— START —

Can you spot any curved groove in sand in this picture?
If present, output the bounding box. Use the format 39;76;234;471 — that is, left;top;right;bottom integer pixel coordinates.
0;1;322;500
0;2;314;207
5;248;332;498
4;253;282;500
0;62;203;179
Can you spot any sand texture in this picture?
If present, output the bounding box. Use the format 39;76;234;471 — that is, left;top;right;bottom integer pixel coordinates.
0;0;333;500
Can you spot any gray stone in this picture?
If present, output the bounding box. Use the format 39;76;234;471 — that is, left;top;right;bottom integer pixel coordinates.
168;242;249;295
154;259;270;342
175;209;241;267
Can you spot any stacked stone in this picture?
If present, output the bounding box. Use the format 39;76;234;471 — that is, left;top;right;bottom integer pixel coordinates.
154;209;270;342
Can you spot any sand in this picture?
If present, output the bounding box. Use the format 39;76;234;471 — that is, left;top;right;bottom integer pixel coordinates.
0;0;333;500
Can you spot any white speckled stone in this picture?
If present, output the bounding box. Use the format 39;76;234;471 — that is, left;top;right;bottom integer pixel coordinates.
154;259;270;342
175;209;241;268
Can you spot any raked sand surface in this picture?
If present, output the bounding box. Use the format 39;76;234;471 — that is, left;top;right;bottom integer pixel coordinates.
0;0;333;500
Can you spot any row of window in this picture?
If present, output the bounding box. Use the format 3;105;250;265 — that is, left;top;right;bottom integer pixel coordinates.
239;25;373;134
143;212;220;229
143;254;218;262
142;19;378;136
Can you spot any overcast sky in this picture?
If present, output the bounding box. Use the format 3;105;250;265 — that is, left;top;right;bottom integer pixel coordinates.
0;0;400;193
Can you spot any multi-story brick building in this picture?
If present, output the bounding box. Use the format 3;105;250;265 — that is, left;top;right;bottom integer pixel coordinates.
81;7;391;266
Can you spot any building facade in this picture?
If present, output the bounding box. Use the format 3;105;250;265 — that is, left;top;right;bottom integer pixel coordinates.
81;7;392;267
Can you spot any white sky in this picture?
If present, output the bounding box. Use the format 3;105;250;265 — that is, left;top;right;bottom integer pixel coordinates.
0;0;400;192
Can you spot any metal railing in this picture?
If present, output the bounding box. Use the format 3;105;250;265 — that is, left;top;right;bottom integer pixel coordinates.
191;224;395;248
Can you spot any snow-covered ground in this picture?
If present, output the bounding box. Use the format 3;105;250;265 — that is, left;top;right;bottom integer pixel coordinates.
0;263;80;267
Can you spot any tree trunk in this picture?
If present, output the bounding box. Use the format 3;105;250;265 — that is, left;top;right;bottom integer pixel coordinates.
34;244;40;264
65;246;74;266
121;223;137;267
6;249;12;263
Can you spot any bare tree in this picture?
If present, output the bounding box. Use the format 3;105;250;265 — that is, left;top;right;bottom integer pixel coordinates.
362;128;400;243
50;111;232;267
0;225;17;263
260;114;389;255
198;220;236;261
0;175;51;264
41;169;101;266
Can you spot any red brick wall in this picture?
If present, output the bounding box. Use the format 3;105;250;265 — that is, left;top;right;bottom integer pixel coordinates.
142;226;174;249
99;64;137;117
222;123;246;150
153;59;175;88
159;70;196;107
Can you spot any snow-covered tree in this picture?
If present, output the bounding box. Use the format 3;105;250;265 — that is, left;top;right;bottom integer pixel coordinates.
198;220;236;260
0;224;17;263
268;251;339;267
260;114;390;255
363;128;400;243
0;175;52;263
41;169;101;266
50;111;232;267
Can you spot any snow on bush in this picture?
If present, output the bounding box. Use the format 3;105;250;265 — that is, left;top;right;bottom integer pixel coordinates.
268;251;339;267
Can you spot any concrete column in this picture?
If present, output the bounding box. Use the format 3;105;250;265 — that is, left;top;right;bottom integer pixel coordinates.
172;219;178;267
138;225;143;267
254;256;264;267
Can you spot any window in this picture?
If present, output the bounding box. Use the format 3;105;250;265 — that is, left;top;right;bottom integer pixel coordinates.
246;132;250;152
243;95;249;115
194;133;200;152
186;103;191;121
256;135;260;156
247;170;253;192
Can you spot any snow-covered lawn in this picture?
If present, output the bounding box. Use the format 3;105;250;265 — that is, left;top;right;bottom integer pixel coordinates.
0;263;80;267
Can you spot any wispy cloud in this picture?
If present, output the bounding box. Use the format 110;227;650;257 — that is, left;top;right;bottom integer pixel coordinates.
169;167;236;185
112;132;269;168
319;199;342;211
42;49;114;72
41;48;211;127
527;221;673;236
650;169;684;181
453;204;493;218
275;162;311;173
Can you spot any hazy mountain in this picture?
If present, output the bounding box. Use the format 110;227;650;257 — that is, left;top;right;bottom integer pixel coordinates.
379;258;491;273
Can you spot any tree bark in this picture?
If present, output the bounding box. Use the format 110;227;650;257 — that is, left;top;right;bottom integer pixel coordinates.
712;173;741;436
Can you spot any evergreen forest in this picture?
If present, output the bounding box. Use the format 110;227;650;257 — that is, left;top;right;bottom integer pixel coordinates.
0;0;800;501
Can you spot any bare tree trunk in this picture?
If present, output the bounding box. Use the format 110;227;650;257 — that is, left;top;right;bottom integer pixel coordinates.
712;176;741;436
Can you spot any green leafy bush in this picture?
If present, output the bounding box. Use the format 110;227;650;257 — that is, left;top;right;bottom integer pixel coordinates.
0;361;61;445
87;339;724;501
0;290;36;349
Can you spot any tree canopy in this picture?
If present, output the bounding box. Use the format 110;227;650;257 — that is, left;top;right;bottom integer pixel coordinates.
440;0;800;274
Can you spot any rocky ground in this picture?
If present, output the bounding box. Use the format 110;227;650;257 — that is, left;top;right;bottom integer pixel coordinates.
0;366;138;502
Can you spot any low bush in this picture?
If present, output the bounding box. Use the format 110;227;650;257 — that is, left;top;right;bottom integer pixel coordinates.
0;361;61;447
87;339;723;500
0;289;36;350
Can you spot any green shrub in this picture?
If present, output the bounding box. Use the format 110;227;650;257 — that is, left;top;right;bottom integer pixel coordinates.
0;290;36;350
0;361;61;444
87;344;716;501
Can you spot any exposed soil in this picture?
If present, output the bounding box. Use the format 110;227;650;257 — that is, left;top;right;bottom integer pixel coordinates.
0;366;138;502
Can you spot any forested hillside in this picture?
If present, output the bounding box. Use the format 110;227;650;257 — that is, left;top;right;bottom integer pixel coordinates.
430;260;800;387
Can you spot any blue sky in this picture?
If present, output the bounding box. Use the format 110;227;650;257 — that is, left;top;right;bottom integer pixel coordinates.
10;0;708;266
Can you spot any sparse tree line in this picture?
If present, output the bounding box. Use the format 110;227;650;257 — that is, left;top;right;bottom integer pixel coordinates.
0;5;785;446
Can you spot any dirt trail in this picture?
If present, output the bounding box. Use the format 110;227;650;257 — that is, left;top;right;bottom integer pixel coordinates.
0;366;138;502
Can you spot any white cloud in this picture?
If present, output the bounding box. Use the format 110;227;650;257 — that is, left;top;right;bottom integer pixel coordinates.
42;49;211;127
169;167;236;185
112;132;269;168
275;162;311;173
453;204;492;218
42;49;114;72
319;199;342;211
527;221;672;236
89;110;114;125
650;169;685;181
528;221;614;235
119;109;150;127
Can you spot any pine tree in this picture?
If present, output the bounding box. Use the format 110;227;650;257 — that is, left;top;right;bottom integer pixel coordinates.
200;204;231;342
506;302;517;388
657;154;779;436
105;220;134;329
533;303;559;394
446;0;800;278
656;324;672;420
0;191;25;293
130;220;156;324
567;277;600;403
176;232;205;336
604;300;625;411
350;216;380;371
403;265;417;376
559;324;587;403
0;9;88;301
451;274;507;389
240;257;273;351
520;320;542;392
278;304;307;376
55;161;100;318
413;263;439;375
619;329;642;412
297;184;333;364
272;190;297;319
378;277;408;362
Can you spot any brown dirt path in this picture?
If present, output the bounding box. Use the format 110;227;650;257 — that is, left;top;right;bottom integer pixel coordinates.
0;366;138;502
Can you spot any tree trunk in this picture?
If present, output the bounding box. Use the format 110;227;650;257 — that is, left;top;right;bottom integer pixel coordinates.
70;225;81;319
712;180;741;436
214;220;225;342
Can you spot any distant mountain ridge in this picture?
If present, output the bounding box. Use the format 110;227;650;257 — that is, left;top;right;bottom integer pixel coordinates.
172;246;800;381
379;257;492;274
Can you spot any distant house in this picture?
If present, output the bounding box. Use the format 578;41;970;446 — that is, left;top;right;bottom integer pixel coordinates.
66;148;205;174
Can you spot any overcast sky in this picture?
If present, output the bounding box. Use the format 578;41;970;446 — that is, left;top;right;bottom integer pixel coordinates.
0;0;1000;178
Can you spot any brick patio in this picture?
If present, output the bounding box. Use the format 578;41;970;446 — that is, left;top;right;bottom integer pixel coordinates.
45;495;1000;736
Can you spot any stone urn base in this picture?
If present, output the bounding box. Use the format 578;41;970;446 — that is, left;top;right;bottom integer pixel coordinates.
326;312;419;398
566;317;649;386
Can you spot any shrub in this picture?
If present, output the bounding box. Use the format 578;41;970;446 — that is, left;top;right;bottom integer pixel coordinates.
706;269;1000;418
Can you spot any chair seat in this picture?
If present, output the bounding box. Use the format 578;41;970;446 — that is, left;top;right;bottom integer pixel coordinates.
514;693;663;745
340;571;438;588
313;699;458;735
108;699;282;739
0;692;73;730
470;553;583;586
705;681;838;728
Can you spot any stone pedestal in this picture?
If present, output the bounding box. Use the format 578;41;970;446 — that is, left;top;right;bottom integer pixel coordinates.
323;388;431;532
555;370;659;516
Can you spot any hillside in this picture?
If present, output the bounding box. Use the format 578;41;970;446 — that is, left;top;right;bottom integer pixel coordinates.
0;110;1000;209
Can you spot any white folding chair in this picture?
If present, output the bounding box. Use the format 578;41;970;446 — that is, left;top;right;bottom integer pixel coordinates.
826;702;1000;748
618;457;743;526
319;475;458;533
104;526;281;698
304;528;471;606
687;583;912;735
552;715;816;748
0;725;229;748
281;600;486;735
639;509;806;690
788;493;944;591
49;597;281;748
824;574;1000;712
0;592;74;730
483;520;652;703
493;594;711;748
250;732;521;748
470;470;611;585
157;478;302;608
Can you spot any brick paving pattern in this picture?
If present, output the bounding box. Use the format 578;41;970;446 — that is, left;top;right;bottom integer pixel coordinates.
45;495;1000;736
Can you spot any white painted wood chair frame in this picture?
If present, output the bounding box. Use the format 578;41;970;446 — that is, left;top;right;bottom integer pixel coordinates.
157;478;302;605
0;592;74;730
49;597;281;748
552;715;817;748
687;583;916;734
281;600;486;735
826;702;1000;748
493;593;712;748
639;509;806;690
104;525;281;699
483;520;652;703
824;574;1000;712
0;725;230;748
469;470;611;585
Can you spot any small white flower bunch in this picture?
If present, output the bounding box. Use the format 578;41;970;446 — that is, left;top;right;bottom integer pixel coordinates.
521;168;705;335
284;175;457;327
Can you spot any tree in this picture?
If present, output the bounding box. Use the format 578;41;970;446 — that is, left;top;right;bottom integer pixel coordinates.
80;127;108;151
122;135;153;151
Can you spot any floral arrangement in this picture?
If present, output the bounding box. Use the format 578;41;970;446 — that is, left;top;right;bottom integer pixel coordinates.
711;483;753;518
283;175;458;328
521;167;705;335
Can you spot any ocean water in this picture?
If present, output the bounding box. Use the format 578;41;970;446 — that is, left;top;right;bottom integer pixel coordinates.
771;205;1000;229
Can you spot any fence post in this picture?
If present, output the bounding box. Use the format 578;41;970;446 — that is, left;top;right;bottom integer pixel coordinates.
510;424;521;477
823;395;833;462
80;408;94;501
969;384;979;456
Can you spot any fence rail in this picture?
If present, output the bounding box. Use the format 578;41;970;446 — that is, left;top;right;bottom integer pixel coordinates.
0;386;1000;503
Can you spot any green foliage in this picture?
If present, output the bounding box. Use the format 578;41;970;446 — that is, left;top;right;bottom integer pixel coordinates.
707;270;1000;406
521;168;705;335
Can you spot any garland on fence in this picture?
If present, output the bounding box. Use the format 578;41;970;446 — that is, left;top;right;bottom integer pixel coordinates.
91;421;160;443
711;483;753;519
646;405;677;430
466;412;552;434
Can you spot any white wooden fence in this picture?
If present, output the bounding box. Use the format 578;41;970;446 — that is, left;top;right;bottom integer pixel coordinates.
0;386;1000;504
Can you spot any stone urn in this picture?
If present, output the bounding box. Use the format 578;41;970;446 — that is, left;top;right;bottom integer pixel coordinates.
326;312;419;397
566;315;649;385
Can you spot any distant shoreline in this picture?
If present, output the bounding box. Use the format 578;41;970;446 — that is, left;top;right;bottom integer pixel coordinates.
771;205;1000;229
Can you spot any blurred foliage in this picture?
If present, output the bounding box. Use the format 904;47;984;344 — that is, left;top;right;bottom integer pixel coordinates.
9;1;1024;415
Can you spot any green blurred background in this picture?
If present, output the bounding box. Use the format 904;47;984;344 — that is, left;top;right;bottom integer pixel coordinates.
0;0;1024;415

— END —

Copy the records from the line with "Can you spot any brown" to the line with "705;681;838;728", replacing "bounding box" with "bounding rectangle" and changing nothing else.

Can you spot any brown dirt path in this picture?
If present, output the bounding rectangle. Use the format 110;227;650;257 — that is, left;top;right;bottom integer pixel coordinates.
0;366;138;502
Can you spot any tree trunk in this picture?
If present, output the bounding rectangle. Use the format 110;227;650;257 — that is, left;top;right;bottom integer pixel coordinates.
70;225;81;319
712;180;741;436
214;220;225;342
Can you spot any distant mountain ridge in this picture?
If present, output the bounding rectangle. Use the format 110;227;650;257 — that is, left;top;right;bottom integer pixel coordinates.
172;246;800;381
379;257;492;274
Can you spot any distant house in this picture?
If present, output the bounding rectangle. Use the format 578;41;970;446 — that is, left;top;right;bottom integer pixel coordinates.
66;148;205;174
Can you spot any overcast sky in this picture?
If present, output the bounding rectangle. Use the format 578;41;970;446 — that is, left;top;right;bottom integer pixel coordinates.
0;0;1000;178
Can you spot any brick patio in this picture?
If present, output the bounding rectangle. Use the format 578;41;970;446 — that is, left;top;right;bottom integer pixel coordinates.
45;495;1000;736
Can you spot any stone urn base in this picture?
If present, output the bounding rectangle. Use the format 578;41;970;446 — that is, left;top;right;bottom integer pixel coordinates.
326;312;419;398
566;317;649;386
Can you spot any shrub in this picture?
If present, output the bounding rectangle. Use the format 578;41;970;446 — that is, left;top;right;bottom integer pixel coordinates.
706;269;1000;418
Can you spot any chair seat in this picture?
If present, output the bounding rectangle. Use the format 578;41;970;446 — that is, left;top;right;bottom integer pixel coordinates.
514;693;663;745
340;571;438;588
313;699;458;735
108;699;282;739
0;692;73;730
470;553;583;586
705;681;838;728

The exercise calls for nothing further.